TASK ITEM - Copy out the entries that come next, exactly.

EXTRACTED DATA -
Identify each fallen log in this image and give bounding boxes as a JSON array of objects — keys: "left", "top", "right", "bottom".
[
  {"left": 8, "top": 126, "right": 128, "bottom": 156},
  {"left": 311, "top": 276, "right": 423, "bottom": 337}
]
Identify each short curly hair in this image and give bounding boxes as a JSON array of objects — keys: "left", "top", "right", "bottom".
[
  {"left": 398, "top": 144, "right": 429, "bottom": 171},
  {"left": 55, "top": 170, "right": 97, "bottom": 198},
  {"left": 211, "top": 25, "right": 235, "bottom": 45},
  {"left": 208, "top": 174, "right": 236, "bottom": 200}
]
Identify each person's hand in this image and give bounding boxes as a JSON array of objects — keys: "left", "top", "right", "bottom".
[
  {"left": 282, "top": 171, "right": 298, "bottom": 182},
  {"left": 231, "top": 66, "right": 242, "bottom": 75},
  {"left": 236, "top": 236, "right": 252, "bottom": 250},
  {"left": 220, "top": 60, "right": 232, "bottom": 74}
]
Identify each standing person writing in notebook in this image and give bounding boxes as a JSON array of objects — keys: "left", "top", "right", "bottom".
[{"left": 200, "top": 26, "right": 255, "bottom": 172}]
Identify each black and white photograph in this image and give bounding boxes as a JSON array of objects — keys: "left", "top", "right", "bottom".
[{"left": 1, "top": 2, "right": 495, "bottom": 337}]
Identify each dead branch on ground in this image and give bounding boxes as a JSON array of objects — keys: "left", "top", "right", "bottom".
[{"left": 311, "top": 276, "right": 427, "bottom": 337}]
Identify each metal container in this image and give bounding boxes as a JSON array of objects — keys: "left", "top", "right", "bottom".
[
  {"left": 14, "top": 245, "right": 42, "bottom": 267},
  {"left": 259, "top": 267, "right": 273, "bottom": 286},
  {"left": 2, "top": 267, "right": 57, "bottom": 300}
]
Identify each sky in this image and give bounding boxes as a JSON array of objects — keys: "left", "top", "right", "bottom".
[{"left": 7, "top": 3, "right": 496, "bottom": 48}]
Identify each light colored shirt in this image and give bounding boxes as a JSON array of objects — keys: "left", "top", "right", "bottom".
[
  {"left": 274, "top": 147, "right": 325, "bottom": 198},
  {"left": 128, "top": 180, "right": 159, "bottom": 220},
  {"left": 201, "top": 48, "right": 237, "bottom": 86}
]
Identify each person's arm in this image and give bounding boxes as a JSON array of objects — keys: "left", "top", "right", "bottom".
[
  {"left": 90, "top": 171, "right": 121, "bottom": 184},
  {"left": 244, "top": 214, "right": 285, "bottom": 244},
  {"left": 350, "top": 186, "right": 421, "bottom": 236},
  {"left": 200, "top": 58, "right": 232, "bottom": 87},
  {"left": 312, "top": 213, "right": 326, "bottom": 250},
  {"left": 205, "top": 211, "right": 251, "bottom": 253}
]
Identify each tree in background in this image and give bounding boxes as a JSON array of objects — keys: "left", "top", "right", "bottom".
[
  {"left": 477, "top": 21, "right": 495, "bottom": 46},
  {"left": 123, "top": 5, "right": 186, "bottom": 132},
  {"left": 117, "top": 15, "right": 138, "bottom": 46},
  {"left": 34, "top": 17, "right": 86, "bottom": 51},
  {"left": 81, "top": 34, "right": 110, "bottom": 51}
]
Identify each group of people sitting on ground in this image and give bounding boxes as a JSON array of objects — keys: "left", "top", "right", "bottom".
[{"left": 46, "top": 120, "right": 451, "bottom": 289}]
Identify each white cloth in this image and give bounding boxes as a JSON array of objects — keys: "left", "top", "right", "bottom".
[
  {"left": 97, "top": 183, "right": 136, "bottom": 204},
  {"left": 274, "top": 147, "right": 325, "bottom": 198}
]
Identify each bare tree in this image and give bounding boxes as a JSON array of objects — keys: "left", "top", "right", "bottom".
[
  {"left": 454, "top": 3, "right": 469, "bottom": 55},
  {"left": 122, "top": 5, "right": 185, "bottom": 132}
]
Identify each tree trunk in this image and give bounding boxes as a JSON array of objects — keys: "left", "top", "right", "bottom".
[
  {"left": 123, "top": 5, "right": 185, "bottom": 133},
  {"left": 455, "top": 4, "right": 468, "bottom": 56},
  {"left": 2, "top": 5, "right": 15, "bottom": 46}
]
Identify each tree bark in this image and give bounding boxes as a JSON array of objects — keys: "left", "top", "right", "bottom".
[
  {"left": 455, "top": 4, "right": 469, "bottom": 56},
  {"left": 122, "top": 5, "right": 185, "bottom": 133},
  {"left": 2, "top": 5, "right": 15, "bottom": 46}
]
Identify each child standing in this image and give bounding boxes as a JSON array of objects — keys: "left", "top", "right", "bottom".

TASK RESULT -
Identify each fallen log in this image and give bounding boxes as a JSON array of objects — keys: "left", "top", "right", "bottom".
[
  {"left": 8, "top": 126, "right": 128, "bottom": 156},
  {"left": 311, "top": 276, "right": 423, "bottom": 337}
]
Identify each short curly hair in this image and give bounding boxes as a JSON array of objects — keys: "left", "top", "right", "bottom".
[
  {"left": 398, "top": 144, "right": 429, "bottom": 171},
  {"left": 55, "top": 170, "right": 97, "bottom": 198},
  {"left": 211, "top": 25, "right": 235, "bottom": 45},
  {"left": 208, "top": 174, "right": 236, "bottom": 200}
]
Identify each person's hand in this image and give bounding boxes as a JSON array of objects — keys: "left", "top", "right", "bottom".
[
  {"left": 282, "top": 171, "right": 298, "bottom": 182},
  {"left": 231, "top": 66, "right": 242, "bottom": 75},
  {"left": 236, "top": 236, "right": 252, "bottom": 250},
  {"left": 220, "top": 60, "right": 232, "bottom": 74}
]
Identify each standing person writing in notebook in this image and give bounding boxes as a JSON array of objects — keys: "left", "top", "right", "bottom".
[{"left": 200, "top": 26, "right": 255, "bottom": 172}]
Identify each black and white photograph in this image and give bounding boxes as a JSON array of objects — keys: "left", "top", "right", "bottom".
[{"left": 1, "top": 2, "right": 495, "bottom": 337}]
Identify each dead branch on ground in this image and give bounding boxes as a JSON array of objects — keys: "left", "top", "right", "bottom".
[{"left": 311, "top": 276, "right": 427, "bottom": 337}]
Identify each metal container in this image and give bounding boxes as a JSON array of objects — keys: "left", "top", "right", "bottom".
[
  {"left": 14, "top": 245, "right": 42, "bottom": 267},
  {"left": 259, "top": 267, "right": 273, "bottom": 286},
  {"left": 2, "top": 267, "right": 57, "bottom": 300}
]
Identify each sky in this image and give bounding boxes as a JSON array of objects — keys: "left", "top", "right", "bottom".
[{"left": 7, "top": 3, "right": 496, "bottom": 48}]
Identify each light colored shirt in this image and give bounding boxes as a JSON array of objects — keys: "left", "top", "right", "bottom".
[
  {"left": 274, "top": 147, "right": 325, "bottom": 198},
  {"left": 128, "top": 180, "right": 159, "bottom": 220},
  {"left": 201, "top": 48, "right": 237, "bottom": 86}
]
Identify each person's arm in this image and give bounding boxes as a JSON array of objects — keys: "left", "top", "right", "bottom".
[
  {"left": 90, "top": 171, "right": 121, "bottom": 184},
  {"left": 244, "top": 214, "right": 285, "bottom": 244},
  {"left": 350, "top": 186, "right": 421, "bottom": 236},
  {"left": 200, "top": 58, "right": 232, "bottom": 87},
  {"left": 312, "top": 213, "right": 326, "bottom": 250},
  {"left": 205, "top": 211, "right": 251, "bottom": 253}
]
Identify each tree in background in this image and give bounding boxes as a JSON array of objects — keys: "left", "top", "right", "bottom".
[
  {"left": 477, "top": 21, "right": 495, "bottom": 46},
  {"left": 123, "top": 5, "right": 186, "bottom": 132},
  {"left": 117, "top": 15, "right": 138, "bottom": 46},
  {"left": 34, "top": 17, "right": 86, "bottom": 51},
  {"left": 81, "top": 34, "right": 110, "bottom": 51}
]
Identify each group of people sitting on ground in this image and give bounding boxes as a JSON array of objects — keys: "left", "top", "right", "bottom".
[{"left": 46, "top": 120, "right": 451, "bottom": 289}]
Identify each white cloth in this image and give bounding boxes as a JSON array of objects — keys: "left", "top", "right", "bottom".
[
  {"left": 97, "top": 183, "right": 136, "bottom": 204},
  {"left": 274, "top": 147, "right": 325, "bottom": 198}
]
Identify each bare tree in this image and give bounding boxes as a JSON array of objects — keys: "left", "top", "right", "bottom".
[
  {"left": 454, "top": 3, "right": 469, "bottom": 55},
  {"left": 122, "top": 5, "right": 185, "bottom": 132}
]
Identify each tree trunk in this image and give bounding boxes as a JSON array of objects — keys: "left", "top", "right", "bottom".
[
  {"left": 123, "top": 5, "right": 185, "bottom": 133},
  {"left": 455, "top": 4, "right": 468, "bottom": 56},
  {"left": 2, "top": 5, "right": 15, "bottom": 46}
]
Identify each tree bark in this image and give bounding boxes as a JSON array of objects — keys: "left", "top", "right", "bottom".
[
  {"left": 455, "top": 4, "right": 469, "bottom": 56},
  {"left": 122, "top": 5, "right": 185, "bottom": 133},
  {"left": 2, "top": 5, "right": 15, "bottom": 46}
]
Identify each child standing in this image and give bounding boxes as a JSON array of objects — keys: "left", "top", "right", "bottom".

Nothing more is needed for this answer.